Le père de Mohammed Ben Abdelhadi Zniber II, Abdelhadi Zniber II, mort en 1328 de l'Hégire (v. 1910), occupa également la charge d’amin à Marrakech. Il fut négociant, nadir des habous (Administrateur et conservateur des fondations pieuses) à Salé et amīn dans bon nombre de ports marocains à partir de 1291 de l'Hégire (v. 1874) notamment à Larache, El Jadida, Casablanca, en 1303 de l'Hégire (v. 1885/1886) à Safi ainsi qu’à Marrakech. Il fut également « amine diwanat » sous le règne de Moulay Hassan.
On peut noter également que Mohammed Ben Brahim Zniber mort en 1930[17], et père de l'ambassadeur Dr. Abderrahmane Zniber, était katib (secrétaire) au Ministère des habous puis Nadir des habous (Administrateur et conservateur des fondations pieuses) à Safi et à Sidi Frej à Fès[18]. En 1917, Mohammed Ben Brahim Zniber est nommé Nadir des Grands Habous (al-Ahbas al-Kobra) à Marrakech[19].
En 2004, Lahbil Zniber appartenant à la famille de Brahim Zniber propriétaire des Celliers de Meknès, ouvre un restaurant du nom de Cosy Bar sur la Place des Ferblantiers dans la médina de Marrakech au sein d'un riad ayant appartenu à une ancienne famille juive aisée et vendu à la mort du père horloger du roi Hassan II[22].
Enquête sur cession illégale de biens de l'État
Affaire du restaurant ou Musée de l'art culinaire marocain de Marrakech
En 2019, le quotidien marocain Al-Akhbar révèle que Dar Zniber est au cœur d'une affaire d'accaparement de biens de l'État et de cession d'un patrimoine historique impliquant élus locaux et entrepreneurs étrangers. Dar Zniber aurait été illégalement transformé en un restaurant présenté comme étant un musée[1]. Une commission locale d’enquête dirigée par le wali de la Région de Marrakech-Safi Karim Kassi-Lahlou est alors formée sur instructions du ministère de l’Intérieur. Le riad Dar Zniber devait pourtant faire l'objet d'une restauration et d'une réhabilitation dans le cadre du projet royal "Marrakech ville durable"[23].
Malgré le scandale et l'indignation suscitée à la fois dans la presse nationale et les réseaux sociaux, le "Musée d'art culinaire marocain" rouvre ses portes le 30 mai 2023 prétextant une fermeture due au covid. Ghislane Bensadok, directrice du musée, présente l'établissement comme étant « un musée qui date du XVIIIe siècle et qui appartenait à un riche notable de la ville », passant sous silence la véritable identité des lieux et de son propriétaire initial ainsi que les raisons de la fermeture du musée-restaurant[24]. Les suites et l'aboutissement de l'affaire ne sont pas connus. Il semblerait que le riad ait fait l'objet de plusieurs transactions et qu'il ait été revendu plusieurs fois.
|---|
• [Consignes de travail]:
- A) Dans le texte sur la famille Zniber, reprenez le passage allant de « On peut noter » jusqu'à « roi Hassan II[22]. » inclus, en substituant « Cosy Café » à « Cosy Bar ».
- B) Résumez le texte sur la famille Zniber en deux phrases.
Les données n'interviennent pas dans ce travail.

[Éléments du jeu de données]
|---|
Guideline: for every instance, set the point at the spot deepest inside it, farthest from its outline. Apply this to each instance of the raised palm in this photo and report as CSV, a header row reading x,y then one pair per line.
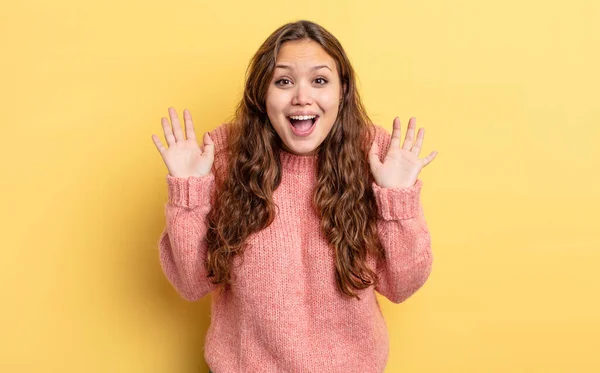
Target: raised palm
x,y
401,165
183,157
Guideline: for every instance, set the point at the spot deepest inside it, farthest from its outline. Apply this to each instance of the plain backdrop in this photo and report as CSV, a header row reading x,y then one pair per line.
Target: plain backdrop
x,y
507,92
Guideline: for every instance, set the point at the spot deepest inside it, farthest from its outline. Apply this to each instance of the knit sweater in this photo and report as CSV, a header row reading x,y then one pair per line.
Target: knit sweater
x,y
284,312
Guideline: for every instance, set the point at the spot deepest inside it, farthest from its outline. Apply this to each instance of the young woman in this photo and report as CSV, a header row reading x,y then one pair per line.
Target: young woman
x,y
294,215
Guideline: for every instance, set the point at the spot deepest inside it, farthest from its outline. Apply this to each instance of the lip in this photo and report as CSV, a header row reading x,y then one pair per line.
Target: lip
x,y
302,113
307,132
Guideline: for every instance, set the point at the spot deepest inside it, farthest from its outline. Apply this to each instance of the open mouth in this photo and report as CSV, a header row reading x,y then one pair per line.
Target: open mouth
x,y
303,125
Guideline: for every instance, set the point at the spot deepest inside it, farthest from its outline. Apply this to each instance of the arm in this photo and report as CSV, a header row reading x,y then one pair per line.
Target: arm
x,y
406,240
182,243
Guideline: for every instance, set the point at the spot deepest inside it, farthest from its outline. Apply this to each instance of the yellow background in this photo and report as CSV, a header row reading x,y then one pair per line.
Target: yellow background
x,y
507,92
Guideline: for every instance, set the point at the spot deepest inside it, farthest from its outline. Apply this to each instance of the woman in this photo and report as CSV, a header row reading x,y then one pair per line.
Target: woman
x,y
295,214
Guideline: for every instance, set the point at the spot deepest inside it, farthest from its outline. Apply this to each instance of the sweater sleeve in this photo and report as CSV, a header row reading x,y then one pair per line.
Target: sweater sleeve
x,y
404,236
182,243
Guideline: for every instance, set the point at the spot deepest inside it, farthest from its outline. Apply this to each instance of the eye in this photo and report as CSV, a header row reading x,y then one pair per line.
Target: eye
x,y
281,81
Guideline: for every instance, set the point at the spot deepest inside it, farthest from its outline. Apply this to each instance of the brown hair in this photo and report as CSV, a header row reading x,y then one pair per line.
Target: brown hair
x,y
343,196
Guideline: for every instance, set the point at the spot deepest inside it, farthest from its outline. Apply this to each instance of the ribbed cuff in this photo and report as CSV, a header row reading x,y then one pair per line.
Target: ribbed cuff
x,y
189,192
398,203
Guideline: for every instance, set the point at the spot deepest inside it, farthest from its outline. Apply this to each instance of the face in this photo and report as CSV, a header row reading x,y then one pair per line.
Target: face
x,y
304,96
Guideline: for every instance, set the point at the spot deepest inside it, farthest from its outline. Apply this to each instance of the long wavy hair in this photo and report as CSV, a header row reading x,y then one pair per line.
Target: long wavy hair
x,y
343,196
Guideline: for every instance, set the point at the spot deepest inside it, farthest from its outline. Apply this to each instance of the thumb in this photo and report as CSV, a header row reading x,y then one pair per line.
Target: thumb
x,y
374,157
209,145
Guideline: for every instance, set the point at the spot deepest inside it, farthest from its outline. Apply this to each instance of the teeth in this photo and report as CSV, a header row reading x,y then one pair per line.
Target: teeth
x,y
303,117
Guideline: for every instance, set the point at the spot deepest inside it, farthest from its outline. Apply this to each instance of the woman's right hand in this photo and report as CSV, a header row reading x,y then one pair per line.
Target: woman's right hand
x,y
183,157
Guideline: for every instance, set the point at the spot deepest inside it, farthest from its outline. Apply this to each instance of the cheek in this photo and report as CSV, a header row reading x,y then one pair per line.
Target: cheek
x,y
329,100
276,101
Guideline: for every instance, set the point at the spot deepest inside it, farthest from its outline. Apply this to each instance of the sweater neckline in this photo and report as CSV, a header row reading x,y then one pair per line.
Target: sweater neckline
x,y
297,163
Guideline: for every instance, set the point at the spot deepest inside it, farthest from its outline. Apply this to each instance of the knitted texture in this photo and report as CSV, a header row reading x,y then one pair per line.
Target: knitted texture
x,y
284,312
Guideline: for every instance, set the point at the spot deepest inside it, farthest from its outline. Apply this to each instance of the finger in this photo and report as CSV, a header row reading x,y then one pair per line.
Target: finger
x,y
419,143
176,125
168,131
189,125
395,141
159,146
209,145
373,156
410,134
427,160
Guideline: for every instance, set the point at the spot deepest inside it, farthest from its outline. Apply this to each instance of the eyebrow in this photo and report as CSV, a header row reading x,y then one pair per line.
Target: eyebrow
x,y
281,66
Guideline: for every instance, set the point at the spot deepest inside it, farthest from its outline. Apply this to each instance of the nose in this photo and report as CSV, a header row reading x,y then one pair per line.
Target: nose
x,y
302,95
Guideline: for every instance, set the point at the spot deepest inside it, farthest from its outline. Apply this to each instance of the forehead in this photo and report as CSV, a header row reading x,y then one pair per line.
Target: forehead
x,y
303,54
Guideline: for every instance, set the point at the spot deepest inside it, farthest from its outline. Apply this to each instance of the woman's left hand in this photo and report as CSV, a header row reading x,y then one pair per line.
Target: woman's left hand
x,y
401,165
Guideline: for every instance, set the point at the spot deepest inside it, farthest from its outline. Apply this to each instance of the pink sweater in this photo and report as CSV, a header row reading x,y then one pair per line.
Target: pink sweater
x,y
284,312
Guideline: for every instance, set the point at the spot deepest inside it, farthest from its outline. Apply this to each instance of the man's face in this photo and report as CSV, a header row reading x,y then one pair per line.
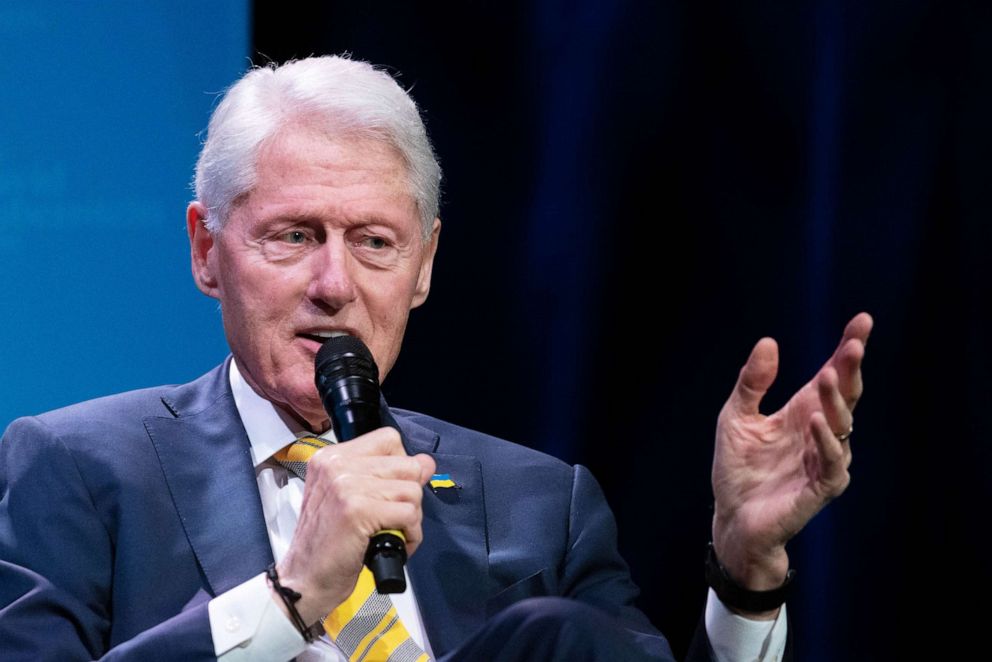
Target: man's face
x,y
329,240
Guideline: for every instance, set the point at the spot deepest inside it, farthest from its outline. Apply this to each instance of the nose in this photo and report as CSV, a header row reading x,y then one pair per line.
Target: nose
x,y
332,283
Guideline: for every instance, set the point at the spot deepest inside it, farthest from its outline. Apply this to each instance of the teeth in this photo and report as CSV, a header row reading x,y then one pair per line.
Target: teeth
x,y
329,334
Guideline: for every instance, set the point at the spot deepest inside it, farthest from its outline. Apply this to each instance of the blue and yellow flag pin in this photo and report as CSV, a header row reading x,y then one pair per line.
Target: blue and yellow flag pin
x,y
442,481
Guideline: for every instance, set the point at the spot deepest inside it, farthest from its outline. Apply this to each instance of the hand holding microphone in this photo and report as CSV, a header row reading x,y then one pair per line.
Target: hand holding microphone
x,y
347,380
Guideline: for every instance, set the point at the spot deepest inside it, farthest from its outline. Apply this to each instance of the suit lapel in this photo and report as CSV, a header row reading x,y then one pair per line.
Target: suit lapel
x,y
207,463
450,570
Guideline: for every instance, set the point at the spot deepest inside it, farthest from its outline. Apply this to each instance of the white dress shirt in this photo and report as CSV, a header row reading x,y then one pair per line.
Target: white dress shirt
x,y
248,626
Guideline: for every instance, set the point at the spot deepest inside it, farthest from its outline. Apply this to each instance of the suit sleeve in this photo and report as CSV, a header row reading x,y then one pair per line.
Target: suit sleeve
x,y
57,564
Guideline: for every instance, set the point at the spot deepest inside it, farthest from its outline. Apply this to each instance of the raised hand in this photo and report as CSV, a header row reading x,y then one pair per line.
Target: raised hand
x,y
772,474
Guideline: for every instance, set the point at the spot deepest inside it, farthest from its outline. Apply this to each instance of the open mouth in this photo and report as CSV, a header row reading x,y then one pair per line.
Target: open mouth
x,y
322,336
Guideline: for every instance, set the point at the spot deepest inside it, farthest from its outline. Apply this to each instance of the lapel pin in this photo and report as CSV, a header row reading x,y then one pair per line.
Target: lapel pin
x,y
441,482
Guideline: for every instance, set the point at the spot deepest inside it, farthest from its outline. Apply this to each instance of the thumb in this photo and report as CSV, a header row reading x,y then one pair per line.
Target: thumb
x,y
756,377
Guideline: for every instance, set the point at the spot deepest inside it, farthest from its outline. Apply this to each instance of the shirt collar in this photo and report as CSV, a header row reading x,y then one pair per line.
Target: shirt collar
x,y
268,428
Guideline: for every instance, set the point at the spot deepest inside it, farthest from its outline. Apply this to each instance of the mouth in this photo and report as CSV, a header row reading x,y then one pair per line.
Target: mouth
x,y
321,336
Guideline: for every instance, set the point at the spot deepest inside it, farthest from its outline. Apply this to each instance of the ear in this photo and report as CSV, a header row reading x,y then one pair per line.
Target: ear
x,y
424,278
201,242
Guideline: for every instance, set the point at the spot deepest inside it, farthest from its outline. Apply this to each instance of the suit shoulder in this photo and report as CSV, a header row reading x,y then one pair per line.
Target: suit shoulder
x,y
456,439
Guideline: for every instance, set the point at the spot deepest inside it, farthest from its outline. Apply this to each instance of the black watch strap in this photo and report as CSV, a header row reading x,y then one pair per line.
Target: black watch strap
x,y
734,595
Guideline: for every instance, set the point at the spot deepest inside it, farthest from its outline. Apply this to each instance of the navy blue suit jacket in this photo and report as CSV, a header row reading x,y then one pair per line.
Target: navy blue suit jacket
x,y
121,517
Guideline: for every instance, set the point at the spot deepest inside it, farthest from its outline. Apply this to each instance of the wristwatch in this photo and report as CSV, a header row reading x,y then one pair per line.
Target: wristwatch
x,y
734,595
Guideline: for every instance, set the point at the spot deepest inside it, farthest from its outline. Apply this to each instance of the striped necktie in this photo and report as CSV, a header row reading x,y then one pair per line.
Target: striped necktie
x,y
366,626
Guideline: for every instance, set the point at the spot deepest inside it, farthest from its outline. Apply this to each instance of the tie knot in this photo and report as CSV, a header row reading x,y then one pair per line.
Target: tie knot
x,y
295,456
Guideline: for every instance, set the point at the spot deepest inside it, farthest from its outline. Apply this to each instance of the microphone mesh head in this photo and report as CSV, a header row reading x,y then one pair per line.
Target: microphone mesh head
x,y
345,355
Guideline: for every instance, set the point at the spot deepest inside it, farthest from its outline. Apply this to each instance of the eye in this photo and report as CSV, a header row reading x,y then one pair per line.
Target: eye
x,y
376,243
295,237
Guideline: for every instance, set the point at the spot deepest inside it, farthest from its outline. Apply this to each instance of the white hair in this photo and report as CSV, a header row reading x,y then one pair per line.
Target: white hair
x,y
342,96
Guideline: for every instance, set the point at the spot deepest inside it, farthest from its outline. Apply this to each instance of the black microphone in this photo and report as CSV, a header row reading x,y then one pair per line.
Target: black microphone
x,y
348,383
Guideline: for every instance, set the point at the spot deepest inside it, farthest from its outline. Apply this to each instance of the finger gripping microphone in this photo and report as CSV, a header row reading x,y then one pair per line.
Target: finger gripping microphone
x,y
348,383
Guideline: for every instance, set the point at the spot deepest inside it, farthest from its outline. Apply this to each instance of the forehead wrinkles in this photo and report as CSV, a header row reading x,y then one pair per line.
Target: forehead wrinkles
x,y
332,156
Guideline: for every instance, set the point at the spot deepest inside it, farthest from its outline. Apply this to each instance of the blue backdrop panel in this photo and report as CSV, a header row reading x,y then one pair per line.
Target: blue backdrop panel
x,y
101,107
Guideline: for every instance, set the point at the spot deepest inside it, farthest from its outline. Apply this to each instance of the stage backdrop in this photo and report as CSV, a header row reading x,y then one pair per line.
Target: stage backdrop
x,y
101,104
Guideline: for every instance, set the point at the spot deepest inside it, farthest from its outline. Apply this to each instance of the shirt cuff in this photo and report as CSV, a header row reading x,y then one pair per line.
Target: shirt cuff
x,y
247,625
734,638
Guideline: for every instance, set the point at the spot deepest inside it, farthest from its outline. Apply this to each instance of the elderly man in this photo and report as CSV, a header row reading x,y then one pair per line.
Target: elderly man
x,y
177,523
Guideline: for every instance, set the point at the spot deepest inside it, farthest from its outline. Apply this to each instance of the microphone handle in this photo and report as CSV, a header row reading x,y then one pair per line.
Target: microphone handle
x,y
386,553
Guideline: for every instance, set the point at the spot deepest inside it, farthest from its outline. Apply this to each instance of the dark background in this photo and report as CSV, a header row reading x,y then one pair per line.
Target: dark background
x,y
635,192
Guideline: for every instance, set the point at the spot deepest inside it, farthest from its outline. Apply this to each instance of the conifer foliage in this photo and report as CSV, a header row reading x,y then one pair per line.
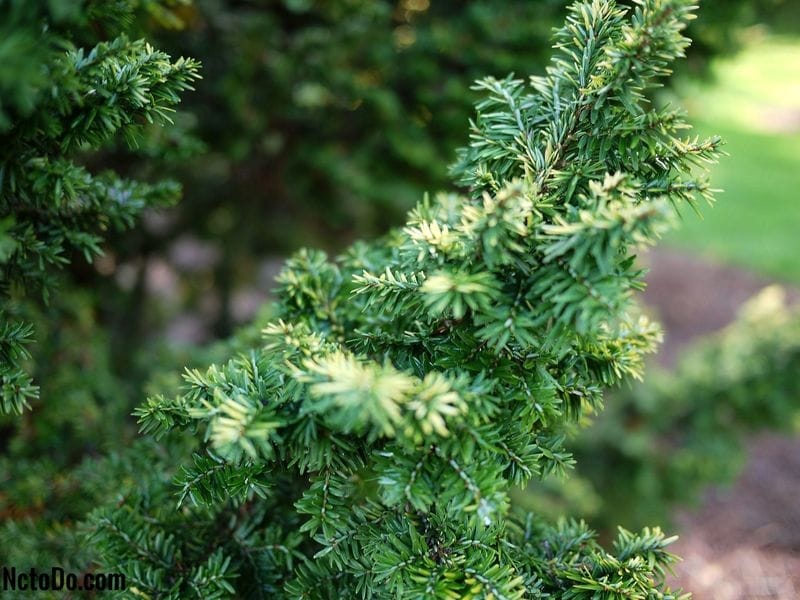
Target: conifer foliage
x,y
61,99
368,447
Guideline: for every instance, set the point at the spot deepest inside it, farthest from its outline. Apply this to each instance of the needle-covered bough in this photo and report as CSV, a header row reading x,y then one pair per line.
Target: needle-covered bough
x,y
368,448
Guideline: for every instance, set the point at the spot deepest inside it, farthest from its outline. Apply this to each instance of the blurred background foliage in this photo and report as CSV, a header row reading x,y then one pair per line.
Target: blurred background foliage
x,y
318,122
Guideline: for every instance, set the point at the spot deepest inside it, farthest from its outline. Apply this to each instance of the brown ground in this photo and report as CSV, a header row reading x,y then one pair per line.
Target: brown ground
x,y
743,542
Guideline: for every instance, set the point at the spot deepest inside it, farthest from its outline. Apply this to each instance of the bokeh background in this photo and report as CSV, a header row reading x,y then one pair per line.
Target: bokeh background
x,y
320,122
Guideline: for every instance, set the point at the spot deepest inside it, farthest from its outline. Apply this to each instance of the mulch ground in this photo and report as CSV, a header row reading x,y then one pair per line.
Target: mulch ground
x,y
743,542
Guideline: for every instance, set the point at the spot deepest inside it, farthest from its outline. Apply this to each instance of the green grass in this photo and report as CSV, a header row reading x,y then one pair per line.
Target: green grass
x,y
754,104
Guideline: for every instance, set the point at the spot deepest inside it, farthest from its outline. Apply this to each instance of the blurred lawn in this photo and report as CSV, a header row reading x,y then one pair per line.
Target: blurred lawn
x,y
754,104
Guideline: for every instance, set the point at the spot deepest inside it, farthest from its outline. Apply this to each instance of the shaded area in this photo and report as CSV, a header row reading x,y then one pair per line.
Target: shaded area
x,y
743,542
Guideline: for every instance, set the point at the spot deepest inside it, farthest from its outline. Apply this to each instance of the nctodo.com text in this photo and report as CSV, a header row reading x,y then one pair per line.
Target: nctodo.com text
x,y
56,579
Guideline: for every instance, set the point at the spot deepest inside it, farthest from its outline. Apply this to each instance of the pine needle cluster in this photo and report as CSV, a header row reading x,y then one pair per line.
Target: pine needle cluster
x,y
368,447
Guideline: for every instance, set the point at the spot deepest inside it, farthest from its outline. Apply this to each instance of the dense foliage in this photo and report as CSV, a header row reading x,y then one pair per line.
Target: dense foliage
x,y
405,386
71,82
368,447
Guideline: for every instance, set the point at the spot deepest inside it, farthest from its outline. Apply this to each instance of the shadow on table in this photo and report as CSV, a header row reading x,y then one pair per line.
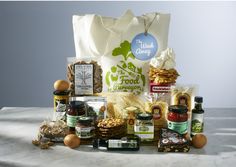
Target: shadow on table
x,y
221,136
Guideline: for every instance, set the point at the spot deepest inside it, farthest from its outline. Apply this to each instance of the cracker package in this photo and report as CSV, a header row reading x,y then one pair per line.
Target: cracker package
x,y
125,45
117,103
159,110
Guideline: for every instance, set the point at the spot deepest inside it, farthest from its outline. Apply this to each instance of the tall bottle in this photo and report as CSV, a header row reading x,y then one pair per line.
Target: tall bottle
x,y
197,122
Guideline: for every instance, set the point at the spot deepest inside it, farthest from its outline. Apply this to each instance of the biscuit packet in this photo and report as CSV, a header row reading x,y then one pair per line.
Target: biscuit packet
x,y
84,75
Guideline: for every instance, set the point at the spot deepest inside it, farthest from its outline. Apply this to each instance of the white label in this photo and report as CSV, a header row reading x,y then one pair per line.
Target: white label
x,y
114,144
83,79
144,132
84,133
197,123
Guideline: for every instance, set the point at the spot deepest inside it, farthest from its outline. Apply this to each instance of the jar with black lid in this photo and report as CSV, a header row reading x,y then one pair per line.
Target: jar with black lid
x,y
177,118
144,127
85,128
76,109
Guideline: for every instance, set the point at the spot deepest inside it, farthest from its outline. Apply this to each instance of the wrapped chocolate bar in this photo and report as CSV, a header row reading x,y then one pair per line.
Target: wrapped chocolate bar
x,y
162,72
171,141
84,75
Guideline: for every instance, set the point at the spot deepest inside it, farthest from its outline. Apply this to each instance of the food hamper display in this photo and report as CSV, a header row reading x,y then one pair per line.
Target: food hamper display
x,y
121,91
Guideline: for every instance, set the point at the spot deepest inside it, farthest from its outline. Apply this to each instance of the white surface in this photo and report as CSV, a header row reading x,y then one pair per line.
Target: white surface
x,y
19,126
40,37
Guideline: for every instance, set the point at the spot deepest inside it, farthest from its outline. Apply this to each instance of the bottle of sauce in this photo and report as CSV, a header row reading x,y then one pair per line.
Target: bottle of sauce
x,y
76,110
197,121
177,118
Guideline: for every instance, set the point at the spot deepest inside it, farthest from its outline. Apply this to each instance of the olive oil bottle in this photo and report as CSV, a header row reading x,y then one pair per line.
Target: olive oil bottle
x,y
197,122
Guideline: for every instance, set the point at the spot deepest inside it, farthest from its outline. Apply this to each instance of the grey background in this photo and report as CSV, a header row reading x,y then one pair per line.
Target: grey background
x,y
37,37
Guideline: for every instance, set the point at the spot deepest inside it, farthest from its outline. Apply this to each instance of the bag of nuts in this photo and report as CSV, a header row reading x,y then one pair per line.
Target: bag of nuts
x,y
84,75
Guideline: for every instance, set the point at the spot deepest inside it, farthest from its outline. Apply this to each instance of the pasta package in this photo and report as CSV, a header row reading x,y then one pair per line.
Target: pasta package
x,y
118,101
159,110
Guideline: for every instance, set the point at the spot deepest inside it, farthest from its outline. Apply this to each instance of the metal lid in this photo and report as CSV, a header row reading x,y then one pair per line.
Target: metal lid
x,y
144,116
85,120
77,104
178,109
198,99
57,92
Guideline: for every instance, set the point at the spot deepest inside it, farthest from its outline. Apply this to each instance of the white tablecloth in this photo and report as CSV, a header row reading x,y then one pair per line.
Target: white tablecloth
x,y
18,126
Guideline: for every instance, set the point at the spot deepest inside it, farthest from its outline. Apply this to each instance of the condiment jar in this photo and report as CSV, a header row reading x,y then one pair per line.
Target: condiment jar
x,y
61,100
76,110
144,127
177,118
85,128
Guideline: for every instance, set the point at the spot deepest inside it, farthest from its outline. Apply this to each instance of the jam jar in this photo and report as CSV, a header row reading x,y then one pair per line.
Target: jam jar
x,y
177,118
85,128
144,127
76,109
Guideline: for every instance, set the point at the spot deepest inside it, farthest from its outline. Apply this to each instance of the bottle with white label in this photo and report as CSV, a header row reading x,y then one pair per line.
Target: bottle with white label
x,y
197,122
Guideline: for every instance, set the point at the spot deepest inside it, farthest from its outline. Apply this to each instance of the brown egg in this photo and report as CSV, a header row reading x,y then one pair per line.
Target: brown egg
x,y
187,136
199,141
72,141
61,85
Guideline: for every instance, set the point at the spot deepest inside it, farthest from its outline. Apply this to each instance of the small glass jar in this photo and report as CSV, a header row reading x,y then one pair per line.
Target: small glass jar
x,y
76,109
177,118
61,100
144,127
85,128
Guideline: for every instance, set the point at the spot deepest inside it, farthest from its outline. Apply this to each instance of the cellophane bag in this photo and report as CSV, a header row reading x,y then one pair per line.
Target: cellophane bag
x,y
125,46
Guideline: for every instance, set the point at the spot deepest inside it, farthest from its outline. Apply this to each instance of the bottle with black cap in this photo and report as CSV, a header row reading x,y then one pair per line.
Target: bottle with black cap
x,y
197,122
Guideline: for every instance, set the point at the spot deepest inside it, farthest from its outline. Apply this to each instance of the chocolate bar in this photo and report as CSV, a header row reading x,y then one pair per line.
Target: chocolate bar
x,y
171,141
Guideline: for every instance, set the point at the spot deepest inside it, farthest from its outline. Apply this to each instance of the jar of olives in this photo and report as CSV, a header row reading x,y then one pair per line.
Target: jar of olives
x,y
85,128
76,109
|---|
• [Corrigé de l'exercice]:
- A)
On peut noter également que Mohammed Ben Brahim Zniber mort en 1930[17], et père de l'ambassadeur Dr. Abderrahmane Zniber, était katib (secrétaire) au Ministère des habous puis Nadir des habous (Administrateur et conservateur des fondations pieuses) à Safi et à Sidi Frej à Fès[18]. En 1917, Mohammed Ben Brahim Zniber est nommé Nadir des Grands Habous (al-Ahbas al-Kobra) à Marrakech[19].
En 2004, Lahbil Zniber appartenant à la famille de Brahim Zniber propriétaire des Celliers de Meknès, ouvre un restaurant du nom de Cosy Café sur la Place des Ferblantiers dans la médina de Marrakech au sein d'un riad ayant appartenu à une ancienne famille juive aisée et vendu à la mort du père horloger du roi Hassan II[22].

- B) Plusieurs membres de la famille Zniber, dont Abdelhadi Zniber II et Mohammed Ben Brahim Zniber, ont exercé des charges d'amin ou de nadir des habous dans diverses villes marocaines, et en 2004 un membre de la famille a ouvert un restaurant dans la médina de Marrakech. En 2019, le quotidien Al-Akhbar a révélé que Dar Zniber aurait été illégalement transformé en restaurant présenté comme un musée, ce qui a conduit à une enquête, mais le musée a rouvert en 2023 et l'issue de l'affaire n'est pas connue.